◆ Reading passage:
::::

The home has traditionally been afforded special protection under the Fourth Amendment of the United States Constitution and under the Alaska Constitution. A door of the home represents a firm constitutional barrier whether or not it is open.... Plain view alone could not justify the warrantless entry through the doorway into the constitutionally protected area of the Spietz house.

531 P.2d at 525 (footnotes omitted).

Spietz also relied on the United States Supreme Court case of Coolidge v. New Hampshire, 403 U.S. 443, 91 S.Ct. 20, 22, 29 L.Ed.2d 564, reh. denied, 404 U.S. 874, 92 S.Ct. 26, 30 L.Ed.2d 120 (1971), which also speaks in terms of premises in holding that plain view does not justify an intrusion and seizure.

::::

◆ Stated problem: Repeat the passage on plain view and warrantless entry into a home word for word, from its first sentence to its last.

::::

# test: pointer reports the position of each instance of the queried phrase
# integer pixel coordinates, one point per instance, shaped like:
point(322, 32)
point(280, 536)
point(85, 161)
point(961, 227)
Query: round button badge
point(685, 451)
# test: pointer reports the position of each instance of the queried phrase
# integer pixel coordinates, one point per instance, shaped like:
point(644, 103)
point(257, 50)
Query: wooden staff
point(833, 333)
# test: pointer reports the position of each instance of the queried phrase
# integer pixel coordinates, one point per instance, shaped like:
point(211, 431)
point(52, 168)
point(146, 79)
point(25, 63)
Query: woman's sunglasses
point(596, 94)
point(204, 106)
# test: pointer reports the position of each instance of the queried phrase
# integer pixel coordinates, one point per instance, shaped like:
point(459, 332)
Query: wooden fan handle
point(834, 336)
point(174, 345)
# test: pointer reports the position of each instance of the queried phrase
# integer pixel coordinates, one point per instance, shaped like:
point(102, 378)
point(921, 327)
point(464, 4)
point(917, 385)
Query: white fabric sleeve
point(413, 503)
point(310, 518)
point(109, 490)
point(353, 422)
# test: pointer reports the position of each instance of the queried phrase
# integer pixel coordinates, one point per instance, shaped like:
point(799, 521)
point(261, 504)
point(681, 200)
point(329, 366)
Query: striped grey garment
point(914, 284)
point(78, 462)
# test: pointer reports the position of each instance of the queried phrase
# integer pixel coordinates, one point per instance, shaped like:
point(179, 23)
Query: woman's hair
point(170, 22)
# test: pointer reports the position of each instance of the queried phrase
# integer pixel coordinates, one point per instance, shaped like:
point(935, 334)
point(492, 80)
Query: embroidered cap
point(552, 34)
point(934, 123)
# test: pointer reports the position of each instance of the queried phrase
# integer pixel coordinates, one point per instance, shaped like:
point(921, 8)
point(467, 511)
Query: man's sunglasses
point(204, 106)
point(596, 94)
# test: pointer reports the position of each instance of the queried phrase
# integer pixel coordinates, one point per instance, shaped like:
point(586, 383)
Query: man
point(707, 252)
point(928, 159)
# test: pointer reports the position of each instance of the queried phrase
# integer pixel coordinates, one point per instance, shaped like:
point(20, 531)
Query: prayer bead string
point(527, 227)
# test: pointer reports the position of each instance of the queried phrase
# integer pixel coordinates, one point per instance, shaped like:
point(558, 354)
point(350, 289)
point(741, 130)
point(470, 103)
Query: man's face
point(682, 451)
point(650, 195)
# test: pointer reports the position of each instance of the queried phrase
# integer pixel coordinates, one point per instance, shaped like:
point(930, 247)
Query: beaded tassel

::::

◆ Result of the task:
The home has traditionally been afforded special protection under the Fourth Amendment of the United States Constitution and under the Alaska Constitution. A door of the home represents a firm constitutional barrier whether or not it is open.... Plain view alone could not justify the warrantless entry through the doorway into the constitutionally protected area of the Spietz house.

531 P.2d at 525 (footnotes omitted).

Spietz also relied on the United States Supreme Court case of Coolidge v. New Hampshire, 403 U.S. 443, 91 S.Ct. 20, 22, 29 L.Ed.2d 564, reh. denied, 404 U.S. 874, 92 S.Ct. 26, 30 L.Ed.2d 120 (1971), which also speaks in terms of premises in holding that plain view does not justify an intrusion and seizure.